Stated goal: Extract the listing below in full, unchanged.

>> BEGIN

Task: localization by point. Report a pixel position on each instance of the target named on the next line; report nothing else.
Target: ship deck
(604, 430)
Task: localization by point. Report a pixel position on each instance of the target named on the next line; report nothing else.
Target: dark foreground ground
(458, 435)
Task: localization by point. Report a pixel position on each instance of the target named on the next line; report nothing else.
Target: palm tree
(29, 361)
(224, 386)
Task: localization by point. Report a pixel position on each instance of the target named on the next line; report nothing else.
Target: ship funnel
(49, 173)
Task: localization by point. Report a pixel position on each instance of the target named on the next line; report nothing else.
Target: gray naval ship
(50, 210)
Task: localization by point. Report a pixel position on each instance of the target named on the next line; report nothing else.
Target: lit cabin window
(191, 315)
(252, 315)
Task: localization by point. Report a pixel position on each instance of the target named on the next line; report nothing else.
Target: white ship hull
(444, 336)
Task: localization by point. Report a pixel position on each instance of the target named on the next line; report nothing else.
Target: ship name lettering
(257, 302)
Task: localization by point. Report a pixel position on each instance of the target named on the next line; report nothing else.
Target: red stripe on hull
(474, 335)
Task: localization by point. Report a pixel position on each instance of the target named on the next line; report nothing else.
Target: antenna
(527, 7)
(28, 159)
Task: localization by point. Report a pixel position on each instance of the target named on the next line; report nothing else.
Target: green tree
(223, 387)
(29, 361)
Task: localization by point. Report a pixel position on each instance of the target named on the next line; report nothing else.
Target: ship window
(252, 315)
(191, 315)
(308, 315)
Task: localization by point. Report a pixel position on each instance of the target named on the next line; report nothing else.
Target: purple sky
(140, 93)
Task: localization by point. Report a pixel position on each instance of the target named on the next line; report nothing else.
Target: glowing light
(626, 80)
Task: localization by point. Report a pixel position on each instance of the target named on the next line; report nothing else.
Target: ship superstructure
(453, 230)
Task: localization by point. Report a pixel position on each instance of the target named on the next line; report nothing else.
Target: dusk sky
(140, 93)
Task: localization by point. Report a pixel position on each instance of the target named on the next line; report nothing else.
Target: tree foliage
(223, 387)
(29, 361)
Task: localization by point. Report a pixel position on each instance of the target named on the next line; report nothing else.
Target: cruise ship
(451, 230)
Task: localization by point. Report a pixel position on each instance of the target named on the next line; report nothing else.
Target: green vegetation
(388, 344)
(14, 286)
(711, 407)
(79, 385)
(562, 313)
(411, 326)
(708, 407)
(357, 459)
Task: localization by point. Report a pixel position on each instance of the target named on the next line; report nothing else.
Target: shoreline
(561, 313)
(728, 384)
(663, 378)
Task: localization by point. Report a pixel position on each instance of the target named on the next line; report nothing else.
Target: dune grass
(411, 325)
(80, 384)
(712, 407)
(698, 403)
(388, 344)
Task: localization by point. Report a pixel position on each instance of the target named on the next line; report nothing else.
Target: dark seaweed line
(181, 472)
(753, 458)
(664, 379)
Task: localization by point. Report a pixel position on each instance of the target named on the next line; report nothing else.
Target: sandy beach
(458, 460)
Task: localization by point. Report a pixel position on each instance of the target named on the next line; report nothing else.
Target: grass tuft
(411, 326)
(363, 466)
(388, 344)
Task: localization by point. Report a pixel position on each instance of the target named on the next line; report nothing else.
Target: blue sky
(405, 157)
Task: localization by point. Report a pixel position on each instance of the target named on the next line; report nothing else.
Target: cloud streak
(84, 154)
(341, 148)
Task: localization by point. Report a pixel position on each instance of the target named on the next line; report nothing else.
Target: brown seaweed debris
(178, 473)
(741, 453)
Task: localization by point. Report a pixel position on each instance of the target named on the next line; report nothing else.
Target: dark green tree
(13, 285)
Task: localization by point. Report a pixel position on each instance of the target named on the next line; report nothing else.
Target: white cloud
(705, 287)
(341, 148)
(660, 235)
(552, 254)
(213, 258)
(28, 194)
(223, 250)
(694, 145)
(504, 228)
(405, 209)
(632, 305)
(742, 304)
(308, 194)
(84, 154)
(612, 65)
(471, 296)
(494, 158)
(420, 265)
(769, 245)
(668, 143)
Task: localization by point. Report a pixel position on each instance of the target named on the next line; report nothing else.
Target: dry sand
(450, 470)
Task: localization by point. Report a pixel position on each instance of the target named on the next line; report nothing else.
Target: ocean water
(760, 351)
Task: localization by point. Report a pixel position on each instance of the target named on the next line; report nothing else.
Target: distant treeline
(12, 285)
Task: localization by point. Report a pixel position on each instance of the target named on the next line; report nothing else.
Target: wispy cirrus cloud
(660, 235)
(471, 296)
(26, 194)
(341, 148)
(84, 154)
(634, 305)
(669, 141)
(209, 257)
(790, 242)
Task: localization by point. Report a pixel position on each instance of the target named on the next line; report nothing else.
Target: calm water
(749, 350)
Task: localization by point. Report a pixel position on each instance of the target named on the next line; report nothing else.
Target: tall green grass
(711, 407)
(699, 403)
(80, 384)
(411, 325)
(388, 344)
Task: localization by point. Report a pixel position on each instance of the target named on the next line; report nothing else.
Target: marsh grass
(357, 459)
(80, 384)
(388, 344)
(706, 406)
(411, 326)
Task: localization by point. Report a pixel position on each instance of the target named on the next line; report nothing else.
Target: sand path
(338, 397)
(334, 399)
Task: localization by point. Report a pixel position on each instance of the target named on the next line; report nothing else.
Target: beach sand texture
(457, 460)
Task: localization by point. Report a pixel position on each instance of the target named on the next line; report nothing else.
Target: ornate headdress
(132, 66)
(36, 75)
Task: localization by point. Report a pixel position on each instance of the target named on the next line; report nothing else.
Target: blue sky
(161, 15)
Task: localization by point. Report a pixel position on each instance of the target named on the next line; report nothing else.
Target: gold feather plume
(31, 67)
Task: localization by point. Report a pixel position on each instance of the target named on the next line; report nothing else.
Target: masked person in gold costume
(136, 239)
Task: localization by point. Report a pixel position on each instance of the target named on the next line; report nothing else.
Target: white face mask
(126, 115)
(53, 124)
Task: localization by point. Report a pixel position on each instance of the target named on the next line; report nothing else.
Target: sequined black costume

>> END

Reply to the task:
Task: localization by point. Report a pixel position on each instance of the target named on the next line; report nothing else.
Target: ship deck
(604, 430)
Task: localization by point. Report a pixel position on each instance of the target named on the next line; report nothing else.
Target: dark foreground ground
(458, 435)
Task: localization by point. Report a pixel position on each instance of the target named on the next line; report nothing else.
Target: palm tree
(29, 361)
(224, 386)
Task: localization by point. Report a pixel position on each instance of the target named on the next line; report nothing else.
Target: ship funnel
(49, 173)
Task: localization by point. Report a pixel position on each instance of the target named on the next line; report nothing else.
Target: gray naval ship
(50, 210)
Task: localization by point. Report a pixel position on each instance of the target named on the next line; report nothing else.
Target: lit cabin window
(191, 315)
(252, 315)
Task: localization by point. Report a pixel position on each instance of the target named on the next line; report nothing else.
Target: white ship hull
(444, 336)
Task: localization by point. Report a pixel position on each instance of the target named on the next line; report nothing else.
Target: ship name lettering
(257, 302)
Task: localization by point. Report a pixel position on each instance of the target named on the next line; report nothing else.
Target: red stripe on hull
(474, 335)
Task: localization by point. Report a pixel position on each instance of the target named on the next line; report nothing else.
Target: antenna
(527, 7)
(28, 159)
Task: localization by point. Report a pixel position on each instance of the target named on the next line; report nothing else.
Target: green tree
(223, 387)
(29, 361)
Task: localization by point. Report a pixel position on each instance of the target named on the next line; report nothing else.
Target: ship window
(252, 315)
(191, 315)
(308, 315)
Task: localization by point. Report a pixel position on each instance of the target named on the next line; report nothing else.
Target: purple sky
(140, 93)
Task: localization by point. Report a pixel position on each instance of the target named on the next line; report nothing else.
Target: glowing light
(626, 80)
Task: localization by point. Report a pixel position on each instance of the target named on the next line; report nothing else.
Target: ship superstructure
(453, 230)
Task: localization by point. Report a pixel position on each instance of the target named on the next line; report nothing else.
Target: dusk sky
(140, 93)
Task: localization by point. Report a pixel position on each instance of the target named on the next line; report nothing else.
Target: tree foliage
(223, 387)
(29, 361)
Task: localization by point. Report a pixel position on each instance of the target named on the next line; report nothing else.
Target: cruise ship
(451, 230)
Task: localization by point. Report a pixel position on each instance of the target named on the next line; report nothing else.
Target: green vegetation
(388, 344)
(14, 286)
(711, 407)
(79, 385)
(562, 313)
(411, 326)
(708, 407)
(357, 459)
Task: localization by point. Report a pixel position on each instance of the target named on the next line; report nothing else.
Target: shoreline
(561, 313)
(728, 384)
(663, 378)
Task: localization by point. Report a pixel position on each instance of the target named on the next line; report nothing else.
Target: dune grass
(411, 325)
(80, 384)
(712, 407)
(698, 403)
(388, 344)
Task: localization by point. Report a pixel position on each instance of the target named on the next line; report nothing else.
Target: dark seaweed line
(181, 472)
(753, 458)
(664, 379)
Task: localization by point. Report a pixel position on each instance of the target named on the next line; report nothing else.
Target: sandy beach
(458, 460)
Task: localization by point. Report a pixel position on each instance of the target named on the next line; report nothing else.
Target: grass tuft
(411, 326)
(363, 466)
(388, 344)
Task: localization by point. Report a pixel position on each instance of the target named on the next line; report nothing else.
Target: blue sky
(405, 157)
Task: localization by point. Report a pixel position on each instance of the target named on the next line; report nothing else.
Target: cloud streak
(84, 154)
(341, 148)
Task: localization by point. Report a pixel position on each instance of the target named on the next line; report nothing else.
Target: brown seaweed debris
(178, 473)
(741, 453)
Task: localization by point. Report a pixel position on each instance of the target named on the next line; report nothing else.
Target: dark green tree
(13, 285)
Task: localization by point. Report a pixel position on each instance of the target named on the next line; report nothing else.
Target: white cloud
(705, 287)
(341, 148)
(660, 235)
(552, 254)
(213, 258)
(28, 194)
(223, 250)
(694, 145)
(504, 228)
(405, 209)
(632, 305)
(742, 304)
(308, 194)
(84, 154)
(612, 65)
(471, 296)
(494, 158)
(420, 265)
(769, 245)
(668, 143)
Task: localization by point. Report a pixel position on each instance of the target named on the next line; report nothing else.
Target: dry sand
(450, 470)
Task: localization by point. Report a pixel position on each instance of the target named on the next line; report nothing else.
Target: ocean water
(760, 351)
Task: localization by point. Report a pixel position on each instance of the target named on the next line; report nothing else.
Target: distant treeline
(12, 285)
Task: localization by point. Report a pixel position on each instance of the target named on the next line; report nothing else.
Target: wispy cirrus cloud
(660, 235)
(471, 296)
(26, 194)
(341, 148)
(84, 154)
(634, 305)
(669, 141)
(209, 257)
(790, 242)
Task: localization by point. Report a pixel position on each instance of the target named on the next line; report nothing else.
Target: calm water
(749, 350)
Task: localization by point. Report a pixel position on each instance of the target named on the next line; report nothing else.
Target: tall green grass
(711, 407)
(699, 403)
(80, 384)
(411, 325)
(388, 344)
Task: localization by point. Report a pixel position on each instance of the target named on the next line; report nothing else.
Target: marsh grass
(357, 459)
(80, 384)
(388, 344)
(706, 406)
(411, 326)
Task: localization by point. Report a pixel position on each instance of the target named on the next line; report nothing else.
Target: sand path
(338, 397)
(334, 399)
Task: localization by point. Report a pixel position on each instance of the target named on the next line; report nothing else.
Target: beach sand texture
(457, 460)
Task: localization by point. Report a pixel position on each instance of the target named on the next line; report nothing else.
Target: ornate headdress
(132, 66)
(36, 75)
Task: localization by point. Report a pixel position on each instance of the target named on the next line; report nothing else.
Target: blue sky
(161, 15)
Task: localization by point. Report a pixel position on each instance of the target named on the next line; report nothing else.
Target: gold feather plume
(31, 67)
Task: localization by point. Report a pixel position on each instance of the target named on the next line; report nothing else.
Target: masked person in gold costume
(136, 239)
Task: localization by point. Report a pixel position on each instance of the target named on the next line; report nothing else.
Target: white face mask
(126, 115)
(53, 124)
Task: localization by point. Report a pixel position on each instance of the target named on the next line; report nothing else.
Target: sequined black costume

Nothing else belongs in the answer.